● FRAGMENTO DEL DOCUMENTO
Pero no todo son ventajas. Winston Churchill enfrentaba efectivamente una guerra y un ejército enemigo, con estrategas, problemas logísticos y estados de ánimo. Nosotros enfrentamos una crisis sanitaria y lidiamos con un virus, que no siente, ni tiene estrategia, ni organiza logística. Convendría no olvidarlo. Ni siquiera Churchill ofrecía la épica de la victoria; sólo sangre, sudor y lágrimas.

Ni se trata de una guerra, ni libramos una batalla. Afrontamos una crisis sanitaria. Necesitamos médicos y personal sanitario, equipos y hospitales, pedagogía masiva de protección y seguridad, asignar racionalmente recursos escasos, políticas de intervención pública masivas y reglas claras de funcionamiento social. Antes que destruir, necesitamos construir.

A lo mejor, los gobiernos deberían empezar a considerar la conveniencia de armar un relato más complejo. El ardor guerrero malgasta demasiada energía escasa, ha probado ser fácilmente manipulable –no tienen más que asomarse a las redes– y no parece viable mantener un confinamiento de semanas apelando únicamente a los sentimientos más primarios. Puede que no fuera mala idea empezar a apelar a la racionalidad de los ciudadanos.

En lugar de llamar a la guerra y la irracionalidad que supone, puede que empiece a resultar más sostenible convocar a la solidaridad, el esfuerzo y el sacrificio y la racionalidad y la humanidad que representan.

● DATOS EXTRAÍDOS
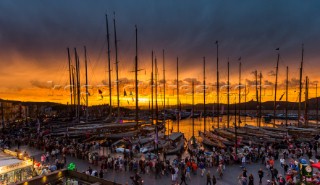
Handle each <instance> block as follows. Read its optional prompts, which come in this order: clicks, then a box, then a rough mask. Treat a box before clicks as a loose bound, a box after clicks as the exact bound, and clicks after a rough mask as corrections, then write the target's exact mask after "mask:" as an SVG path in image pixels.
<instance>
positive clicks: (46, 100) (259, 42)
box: [0, 0, 320, 106]
mask: <svg viewBox="0 0 320 185" xmlns="http://www.w3.org/2000/svg"><path fill="white" fill-rule="evenodd" d="M319 7H320V1H317V0H310V1H302V0H291V1H279V0H268V1H257V0H246V1H238V0H230V1H224V0H216V1H210V0H197V1H195V0H161V1H156V0H137V1H132V0H108V1H102V0H101V1H99V0H96V1H88V0H78V1H75V0H70V1H64V0H55V1H49V0H30V1H23V0H16V1H12V0H2V1H1V2H0V48H1V49H0V82H1V86H0V99H11V100H23V101H52V102H59V103H65V104H66V103H67V102H69V91H68V90H69V89H68V88H67V85H68V83H69V76H68V60H67V50H66V48H67V47H69V48H70V49H71V51H72V52H71V54H72V56H74V53H73V49H74V48H75V47H76V48H77V49H78V52H79V55H80V62H81V67H82V68H81V69H82V72H81V80H82V82H84V54H83V47H84V46H86V47H87V52H88V58H89V67H88V72H89V75H88V77H89V84H90V94H91V96H90V104H103V103H108V98H107V97H108V94H107V89H106V83H105V82H106V81H107V80H108V78H107V73H106V67H107V51H106V50H107V47H106V25H105V22H106V21H105V14H108V17H109V27H110V36H111V59H112V64H113V66H112V69H113V71H112V81H113V82H114V81H115V65H114V63H115V59H114V54H115V51H114V37H113V36H114V32H113V22H112V21H113V18H114V15H113V12H115V14H116V24H117V37H118V47H119V51H118V52H119V70H120V71H119V77H120V80H121V90H120V92H121V103H122V105H123V106H126V105H128V106H130V105H133V100H132V97H131V96H130V92H131V91H132V92H134V89H133V88H132V85H134V84H133V81H132V80H133V78H134V73H132V72H130V71H132V70H134V55H135V54H134V50H135V32H134V31H135V30H134V28H135V27H134V26H135V25H137V27H138V45H139V49H138V50H139V51H138V52H139V69H142V70H141V71H140V72H139V80H140V81H142V84H141V88H140V98H141V99H140V102H141V103H145V104H146V103H148V101H149V97H150V93H149V89H150V87H149V83H150V73H151V50H154V51H155V55H156V57H157V61H158V68H159V73H160V74H159V78H160V79H162V77H163V76H162V70H163V69H162V50H163V49H164V50H165V62H166V76H167V84H168V90H167V92H168V98H169V99H170V101H172V102H170V103H171V104H174V103H175V100H174V96H173V93H175V91H174V88H175V87H174V83H175V82H174V80H175V79H176V57H179V62H180V65H179V68H180V74H179V78H180V80H181V84H184V85H186V87H187V85H188V84H190V81H191V80H192V79H194V80H196V81H197V82H196V84H200V83H202V80H203V79H202V78H203V74H202V69H203V66H202V60H203V57H204V56H205V57H206V62H207V66H206V74H207V83H208V84H209V86H210V87H208V88H209V89H208V101H209V102H215V101H216V100H215V95H216V92H215V90H214V89H215V86H214V85H215V83H216V45H215V41H216V40H218V41H219V62H220V64H219V70H220V80H221V84H225V83H226V80H227V60H228V58H229V60H230V67H231V69H230V70H231V83H232V84H236V83H238V66H239V61H238V58H239V57H241V62H242V83H243V84H245V83H246V84H248V89H250V88H251V90H248V97H247V100H251V99H254V92H253V91H254V90H252V88H253V87H252V86H251V85H252V82H253V80H254V75H253V74H252V71H254V70H258V72H260V71H261V72H262V74H263V82H262V84H263V85H266V87H265V90H264V97H263V101H267V100H272V99H273V93H272V89H273V83H274V81H275V76H274V71H275V66H276V59H277V51H276V50H275V49H276V48H280V65H279V84H280V87H279V91H278V97H280V96H281V94H283V93H284V80H285V70H286V66H289V71H290V73H289V78H290V87H289V88H290V92H289V93H290V98H289V100H290V101H297V97H298V93H297V90H298V89H297V85H298V79H299V67H300V62H301V47H302V44H304V51H305V53H304V54H305V55H304V70H303V79H305V76H306V75H308V77H309V78H310V93H309V96H310V97H314V96H315V91H314V90H315V89H314V88H315V85H314V84H315V83H317V81H318V80H320V75H319V69H320V47H319V46H320V11H319ZM72 60H73V58H72ZM73 62H74V61H73ZM250 86H251V87H250ZM197 88H198V91H199V92H198V94H197V95H196V96H197V97H198V99H199V101H198V102H199V103H201V101H202V100H201V99H202V98H201V93H200V92H201V90H199V89H201V87H197ZM210 88H211V90H210ZM98 89H101V90H103V97H102V96H101V95H100V94H98ZM124 89H126V90H127V93H128V96H127V97H124V96H123V91H124ZM161 91H162V90H161ZM113 92H114V93H113V94H114V95H115V86H114V89H113ZM224 92H225V90H222V94H223V93H224ZM181 93H182V94H183V96H182V98H181V101H182V102H185V103H187V102H189V103H190V88H187V89H184V90H181ZM160 98H161V97H160ZM233 99H234V98H233ZM233 99H232V101H233ZM284 99H285V98H283V99H282V100H284ZM221 101H222V102H225V96H224V95H222V97H221Z"/></svg>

● SOLICITUD DE TRABAJO 1
Según el texto sobre la retórica bélica ante la crisis sanitaria, ¿por qué convendría que los gobiernos armaran un relato más complejo? Explícalo en una a tres oraciones.
● SOLICITUD DE TRABAJO 2
Continúa el texto sobre la retórica bélica ante la crisis sanitaria a partir de su última oración.

● RESPUESTA 1
Porque el ardor guerrero malgasta demasiada energía escasa y ha probado ser fácilmente manipulable, como muestran las redes. Además, no parece viable mantener un confinamiento de semanas apelando únicamente a los sentimientos más primarios.

● RESPUESTA 2
Vienen semanas y meses largos y difíciles. Habrá que asumir esfuerzos, hacer sacrificios y ser solidarios. La apelación continua al heroísmo no bastará. La excepcionalidad es la nueva normalidad. Los gobiernos deben esforzarse en explicar con claridad cómo funciona, cuáles son las reglas, por qué deben ser respetadas, quién gana y quién pierde y por qué ha de ser así.

Una de las prioridades de este Gobierno debería ser dejar bien claro que, al menos en aquello que respecta a las consecuencias económicas y sociales, las reglas de reparto del sufrimiento no van a ser las mismas que durante la Gran Recesión.

Tras la crisis financiera de 2007, vivimos la apoteosis de la “teoría del goteo”. Había que proteger a los más pudientes porque si a ellos les iba bien, la riqueza gotearía hacia abajo. Los gobiernos se embarcaron en políticas de “drenaje fiscal” destinadas a extraer recursos de las rentas medias y bajas hacia los “verdaderos creadores de riqueza”, las rentas más altas. El sufrimiento se redistribuyó hacia abajo y se extendió de manera masiva. La regla fue a mayor capacidad, menor sacrificio. El sufrimiento masivo recayó sobre aquellos con menos capacidad para aguantarlo.

Ha llegado la hora de exigir la devolución de aquel esfuerzo colectivo, y no se retorna publicitando hasta la indecencia la donación de unos cientos de miles de mascarillas. Es hora de redistribuir el sufrimiento, no limitarse a distribuirlo. Debe regir ahora el principio de “a mayor capacidad, mayor esfuerzo”. Las mismas empresas y fortunas que han aumentado sus beneficios y acumulado aún más riqueza con la Gran Recesión, deben asumir que a ellos les toca ahora pagar su parte. Quien más pueda, más debe sacrificarse. Es una cuestión de pura eficiencia.